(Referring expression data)
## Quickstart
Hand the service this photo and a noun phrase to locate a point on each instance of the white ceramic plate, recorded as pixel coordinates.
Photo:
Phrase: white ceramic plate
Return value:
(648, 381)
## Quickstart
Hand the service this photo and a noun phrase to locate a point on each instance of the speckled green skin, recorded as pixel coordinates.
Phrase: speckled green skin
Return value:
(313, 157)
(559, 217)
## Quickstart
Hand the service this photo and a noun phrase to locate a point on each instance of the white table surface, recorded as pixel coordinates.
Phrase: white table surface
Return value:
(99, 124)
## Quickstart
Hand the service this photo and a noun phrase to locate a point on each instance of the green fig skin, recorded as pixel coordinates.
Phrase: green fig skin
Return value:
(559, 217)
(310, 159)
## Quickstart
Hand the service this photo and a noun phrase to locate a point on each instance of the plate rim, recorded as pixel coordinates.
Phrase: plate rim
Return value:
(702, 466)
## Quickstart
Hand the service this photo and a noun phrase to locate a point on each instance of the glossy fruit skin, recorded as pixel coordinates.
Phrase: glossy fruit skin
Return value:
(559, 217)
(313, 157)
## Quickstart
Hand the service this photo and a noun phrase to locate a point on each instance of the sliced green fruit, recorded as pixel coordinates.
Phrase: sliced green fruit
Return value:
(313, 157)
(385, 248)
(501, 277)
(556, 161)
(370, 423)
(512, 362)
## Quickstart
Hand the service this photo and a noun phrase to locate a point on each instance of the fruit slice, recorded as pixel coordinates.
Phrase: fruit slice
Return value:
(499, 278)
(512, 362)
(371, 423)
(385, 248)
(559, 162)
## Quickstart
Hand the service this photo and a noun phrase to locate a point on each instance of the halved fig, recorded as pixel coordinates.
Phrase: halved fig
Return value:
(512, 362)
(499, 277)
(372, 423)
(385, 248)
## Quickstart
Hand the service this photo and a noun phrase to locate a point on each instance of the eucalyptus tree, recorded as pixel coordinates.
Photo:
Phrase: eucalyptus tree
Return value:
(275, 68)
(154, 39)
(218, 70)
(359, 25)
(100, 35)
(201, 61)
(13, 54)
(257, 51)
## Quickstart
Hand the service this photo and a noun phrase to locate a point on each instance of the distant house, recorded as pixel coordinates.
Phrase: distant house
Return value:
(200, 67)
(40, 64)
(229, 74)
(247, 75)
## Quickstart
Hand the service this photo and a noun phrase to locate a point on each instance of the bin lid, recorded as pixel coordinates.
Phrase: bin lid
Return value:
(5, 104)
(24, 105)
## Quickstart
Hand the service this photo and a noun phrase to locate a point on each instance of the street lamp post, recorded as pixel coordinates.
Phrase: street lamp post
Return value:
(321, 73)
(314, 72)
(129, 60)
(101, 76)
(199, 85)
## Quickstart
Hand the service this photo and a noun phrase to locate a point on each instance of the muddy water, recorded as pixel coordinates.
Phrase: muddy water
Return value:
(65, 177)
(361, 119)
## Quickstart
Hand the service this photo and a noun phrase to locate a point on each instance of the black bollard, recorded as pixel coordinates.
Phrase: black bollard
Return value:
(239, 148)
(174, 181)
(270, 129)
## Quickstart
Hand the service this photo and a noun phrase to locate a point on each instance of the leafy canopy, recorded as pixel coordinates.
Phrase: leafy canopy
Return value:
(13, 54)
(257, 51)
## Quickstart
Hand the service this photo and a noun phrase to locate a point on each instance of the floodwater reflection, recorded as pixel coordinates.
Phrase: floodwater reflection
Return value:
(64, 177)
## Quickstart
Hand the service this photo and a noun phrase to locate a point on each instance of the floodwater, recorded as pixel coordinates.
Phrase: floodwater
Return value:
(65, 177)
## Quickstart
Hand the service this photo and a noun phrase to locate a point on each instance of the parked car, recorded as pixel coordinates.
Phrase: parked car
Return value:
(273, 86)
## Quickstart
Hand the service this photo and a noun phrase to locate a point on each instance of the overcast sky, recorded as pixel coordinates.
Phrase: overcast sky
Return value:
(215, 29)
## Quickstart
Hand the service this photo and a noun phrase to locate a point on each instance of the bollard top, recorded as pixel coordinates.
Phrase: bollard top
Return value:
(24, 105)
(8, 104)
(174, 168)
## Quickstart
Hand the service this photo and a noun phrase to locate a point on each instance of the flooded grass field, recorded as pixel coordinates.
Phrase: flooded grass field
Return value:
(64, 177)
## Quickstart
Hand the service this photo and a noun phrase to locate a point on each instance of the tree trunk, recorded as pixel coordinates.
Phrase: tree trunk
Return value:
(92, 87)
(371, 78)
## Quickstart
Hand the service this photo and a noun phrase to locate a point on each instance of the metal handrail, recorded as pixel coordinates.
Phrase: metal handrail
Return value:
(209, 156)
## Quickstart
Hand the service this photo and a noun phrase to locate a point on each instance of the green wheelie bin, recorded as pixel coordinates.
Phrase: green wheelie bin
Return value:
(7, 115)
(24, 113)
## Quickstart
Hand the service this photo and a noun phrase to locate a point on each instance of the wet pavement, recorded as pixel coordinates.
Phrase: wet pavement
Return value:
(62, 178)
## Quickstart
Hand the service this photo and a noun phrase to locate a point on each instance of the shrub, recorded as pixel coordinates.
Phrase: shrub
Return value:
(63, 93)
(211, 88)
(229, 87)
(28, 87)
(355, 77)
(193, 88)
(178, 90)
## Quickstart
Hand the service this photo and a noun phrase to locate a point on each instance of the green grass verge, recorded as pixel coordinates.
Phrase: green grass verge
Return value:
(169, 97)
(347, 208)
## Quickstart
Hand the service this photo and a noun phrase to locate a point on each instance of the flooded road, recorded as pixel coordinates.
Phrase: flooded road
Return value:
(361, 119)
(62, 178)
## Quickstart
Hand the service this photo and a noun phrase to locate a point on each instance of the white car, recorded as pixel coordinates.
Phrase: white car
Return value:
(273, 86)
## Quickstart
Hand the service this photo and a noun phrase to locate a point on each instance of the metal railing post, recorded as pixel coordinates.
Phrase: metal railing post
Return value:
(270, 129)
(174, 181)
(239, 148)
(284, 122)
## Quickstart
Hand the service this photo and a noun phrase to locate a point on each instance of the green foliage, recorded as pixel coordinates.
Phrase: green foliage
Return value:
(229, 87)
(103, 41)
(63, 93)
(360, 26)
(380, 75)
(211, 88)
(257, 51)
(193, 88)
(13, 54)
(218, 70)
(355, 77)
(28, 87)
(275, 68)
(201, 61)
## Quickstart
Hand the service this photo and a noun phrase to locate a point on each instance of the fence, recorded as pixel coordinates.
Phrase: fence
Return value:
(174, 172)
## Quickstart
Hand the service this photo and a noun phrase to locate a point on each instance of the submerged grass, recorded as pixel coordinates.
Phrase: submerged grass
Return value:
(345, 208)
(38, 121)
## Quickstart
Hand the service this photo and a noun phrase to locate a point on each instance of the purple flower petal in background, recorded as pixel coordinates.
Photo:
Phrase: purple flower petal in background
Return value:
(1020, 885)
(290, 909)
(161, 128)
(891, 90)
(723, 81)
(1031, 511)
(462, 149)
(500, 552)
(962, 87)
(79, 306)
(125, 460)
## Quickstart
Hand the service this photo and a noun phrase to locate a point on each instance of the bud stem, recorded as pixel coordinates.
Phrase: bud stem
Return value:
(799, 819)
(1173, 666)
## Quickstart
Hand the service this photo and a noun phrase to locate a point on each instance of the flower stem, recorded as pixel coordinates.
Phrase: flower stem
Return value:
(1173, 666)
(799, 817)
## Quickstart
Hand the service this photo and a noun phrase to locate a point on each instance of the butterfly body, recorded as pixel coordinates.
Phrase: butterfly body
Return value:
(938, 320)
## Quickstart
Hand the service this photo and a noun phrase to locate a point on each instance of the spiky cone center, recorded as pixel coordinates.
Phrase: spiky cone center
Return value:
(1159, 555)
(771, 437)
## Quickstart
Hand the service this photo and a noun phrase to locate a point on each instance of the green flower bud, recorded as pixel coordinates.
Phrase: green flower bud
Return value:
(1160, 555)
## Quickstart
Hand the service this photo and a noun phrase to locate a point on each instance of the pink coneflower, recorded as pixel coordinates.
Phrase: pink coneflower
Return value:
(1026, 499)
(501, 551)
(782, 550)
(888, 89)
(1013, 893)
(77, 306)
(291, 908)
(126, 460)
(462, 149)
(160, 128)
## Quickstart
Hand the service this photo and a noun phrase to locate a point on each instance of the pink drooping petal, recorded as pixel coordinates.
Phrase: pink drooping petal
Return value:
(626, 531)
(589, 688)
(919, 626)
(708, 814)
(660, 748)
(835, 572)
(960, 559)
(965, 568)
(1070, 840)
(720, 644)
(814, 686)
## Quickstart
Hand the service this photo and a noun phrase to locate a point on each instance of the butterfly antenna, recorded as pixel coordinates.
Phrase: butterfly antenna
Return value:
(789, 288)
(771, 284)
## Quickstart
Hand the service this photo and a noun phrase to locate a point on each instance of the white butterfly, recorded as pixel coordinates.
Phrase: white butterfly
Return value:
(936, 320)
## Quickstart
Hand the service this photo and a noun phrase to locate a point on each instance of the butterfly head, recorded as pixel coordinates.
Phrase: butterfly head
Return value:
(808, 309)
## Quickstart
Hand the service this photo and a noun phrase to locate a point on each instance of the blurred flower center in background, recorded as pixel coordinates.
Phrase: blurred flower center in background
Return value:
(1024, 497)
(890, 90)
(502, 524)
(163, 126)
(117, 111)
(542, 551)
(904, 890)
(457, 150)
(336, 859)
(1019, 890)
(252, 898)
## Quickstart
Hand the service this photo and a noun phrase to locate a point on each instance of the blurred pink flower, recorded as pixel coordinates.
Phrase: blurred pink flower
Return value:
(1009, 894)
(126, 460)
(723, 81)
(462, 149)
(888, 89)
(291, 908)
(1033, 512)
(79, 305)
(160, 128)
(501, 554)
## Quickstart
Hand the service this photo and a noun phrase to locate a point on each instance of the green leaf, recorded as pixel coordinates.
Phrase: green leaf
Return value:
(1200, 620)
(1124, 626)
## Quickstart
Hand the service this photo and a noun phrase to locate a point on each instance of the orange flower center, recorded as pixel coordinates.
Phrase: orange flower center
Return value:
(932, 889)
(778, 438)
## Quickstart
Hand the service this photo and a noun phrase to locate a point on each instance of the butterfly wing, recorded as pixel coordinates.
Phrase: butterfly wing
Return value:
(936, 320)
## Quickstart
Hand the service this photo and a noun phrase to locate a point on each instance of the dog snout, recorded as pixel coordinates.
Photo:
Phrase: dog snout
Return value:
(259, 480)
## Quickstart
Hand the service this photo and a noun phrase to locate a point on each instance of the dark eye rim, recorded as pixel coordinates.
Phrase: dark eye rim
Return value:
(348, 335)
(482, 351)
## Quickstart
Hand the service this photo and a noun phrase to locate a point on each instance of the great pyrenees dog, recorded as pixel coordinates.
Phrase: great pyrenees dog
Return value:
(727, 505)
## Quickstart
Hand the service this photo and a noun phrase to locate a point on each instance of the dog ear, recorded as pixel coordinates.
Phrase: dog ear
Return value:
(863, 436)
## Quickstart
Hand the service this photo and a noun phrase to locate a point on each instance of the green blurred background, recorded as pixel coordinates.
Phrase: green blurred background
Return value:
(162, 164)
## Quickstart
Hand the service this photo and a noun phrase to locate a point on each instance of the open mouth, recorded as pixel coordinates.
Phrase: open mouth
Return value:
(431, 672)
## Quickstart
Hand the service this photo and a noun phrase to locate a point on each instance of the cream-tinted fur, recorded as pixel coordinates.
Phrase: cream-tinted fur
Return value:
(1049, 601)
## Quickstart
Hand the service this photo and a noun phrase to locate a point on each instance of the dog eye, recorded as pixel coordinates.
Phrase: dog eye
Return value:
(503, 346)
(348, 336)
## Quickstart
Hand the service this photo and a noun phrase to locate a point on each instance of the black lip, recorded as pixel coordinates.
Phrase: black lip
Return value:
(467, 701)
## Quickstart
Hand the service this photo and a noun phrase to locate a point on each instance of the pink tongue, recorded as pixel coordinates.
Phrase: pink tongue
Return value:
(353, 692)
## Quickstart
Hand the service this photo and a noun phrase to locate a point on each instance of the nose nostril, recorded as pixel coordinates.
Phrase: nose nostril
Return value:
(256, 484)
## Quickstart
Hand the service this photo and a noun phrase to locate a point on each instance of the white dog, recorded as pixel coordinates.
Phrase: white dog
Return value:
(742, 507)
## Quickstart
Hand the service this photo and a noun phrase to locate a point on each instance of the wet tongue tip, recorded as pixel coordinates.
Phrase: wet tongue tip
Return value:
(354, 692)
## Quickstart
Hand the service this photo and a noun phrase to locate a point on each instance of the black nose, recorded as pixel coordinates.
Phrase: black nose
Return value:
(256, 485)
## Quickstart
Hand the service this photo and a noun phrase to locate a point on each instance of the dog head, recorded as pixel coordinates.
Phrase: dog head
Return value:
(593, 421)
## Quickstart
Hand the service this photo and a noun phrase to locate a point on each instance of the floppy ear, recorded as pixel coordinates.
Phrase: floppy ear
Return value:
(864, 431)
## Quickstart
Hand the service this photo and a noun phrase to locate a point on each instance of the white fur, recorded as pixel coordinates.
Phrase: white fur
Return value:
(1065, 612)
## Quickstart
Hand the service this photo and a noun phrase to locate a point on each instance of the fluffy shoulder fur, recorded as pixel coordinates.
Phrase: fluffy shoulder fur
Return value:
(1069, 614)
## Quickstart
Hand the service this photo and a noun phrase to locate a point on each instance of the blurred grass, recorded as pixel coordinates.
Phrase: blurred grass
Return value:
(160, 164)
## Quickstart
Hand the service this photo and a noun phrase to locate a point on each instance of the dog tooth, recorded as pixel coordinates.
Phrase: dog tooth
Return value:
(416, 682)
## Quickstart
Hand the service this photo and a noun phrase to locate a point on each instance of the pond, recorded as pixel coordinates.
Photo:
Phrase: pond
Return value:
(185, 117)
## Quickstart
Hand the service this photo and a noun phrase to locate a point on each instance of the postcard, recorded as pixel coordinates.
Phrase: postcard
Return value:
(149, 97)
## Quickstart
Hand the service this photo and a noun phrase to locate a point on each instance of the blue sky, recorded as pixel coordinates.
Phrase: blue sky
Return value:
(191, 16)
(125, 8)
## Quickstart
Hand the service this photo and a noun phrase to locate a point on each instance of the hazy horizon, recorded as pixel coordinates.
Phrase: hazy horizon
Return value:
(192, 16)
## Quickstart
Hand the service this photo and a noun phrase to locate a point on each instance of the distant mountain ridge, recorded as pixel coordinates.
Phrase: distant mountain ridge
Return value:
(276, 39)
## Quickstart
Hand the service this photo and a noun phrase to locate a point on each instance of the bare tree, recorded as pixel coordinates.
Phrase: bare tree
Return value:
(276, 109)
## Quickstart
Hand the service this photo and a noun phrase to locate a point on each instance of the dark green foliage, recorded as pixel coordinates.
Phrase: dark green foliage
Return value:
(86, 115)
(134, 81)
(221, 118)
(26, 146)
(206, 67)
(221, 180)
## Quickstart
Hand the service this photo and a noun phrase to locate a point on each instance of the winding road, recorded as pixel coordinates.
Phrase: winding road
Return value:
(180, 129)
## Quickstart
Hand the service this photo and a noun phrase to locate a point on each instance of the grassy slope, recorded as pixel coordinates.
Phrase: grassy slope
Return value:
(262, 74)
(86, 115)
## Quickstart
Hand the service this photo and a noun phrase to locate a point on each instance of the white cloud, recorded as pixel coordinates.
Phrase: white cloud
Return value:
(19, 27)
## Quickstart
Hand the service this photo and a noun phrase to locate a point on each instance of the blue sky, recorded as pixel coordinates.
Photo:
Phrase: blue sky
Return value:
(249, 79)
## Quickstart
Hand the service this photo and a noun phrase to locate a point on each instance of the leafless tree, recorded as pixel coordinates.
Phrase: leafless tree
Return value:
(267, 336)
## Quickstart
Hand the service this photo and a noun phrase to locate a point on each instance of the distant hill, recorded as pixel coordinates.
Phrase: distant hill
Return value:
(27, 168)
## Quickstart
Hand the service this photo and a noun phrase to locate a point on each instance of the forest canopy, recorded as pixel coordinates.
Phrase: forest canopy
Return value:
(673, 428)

### What the exercise asks
In the data above, find the line that contains "Phrase: butterfly head" and the line that contains "Phrase: blurred pink flower". Repeat exactly those lines and every line between them, and only those.

### Reply to the task
Phrase: butterfly head
Return value:
(808, 309)
## Quickstart
Hand the service this photo and a noun phrase to locate a point on each instance of the blurred flower center in background, recorded as pixel coordinates.
Phrase: blurred flower center in background
Return value:
(1024, 497)
(890, 90)
(502, 524)
(163, 126)
(117, 111)
(542, 551)
(904, 890)
(457, 150)
(336, 859)
(1019, 890)
(252, 898)
## Quickstart
Hand the service this photo and a noun phrase to locate a point on each instance of the blurred pink flower, recorded as pixel coordinates.
Phrase: blurred pink flower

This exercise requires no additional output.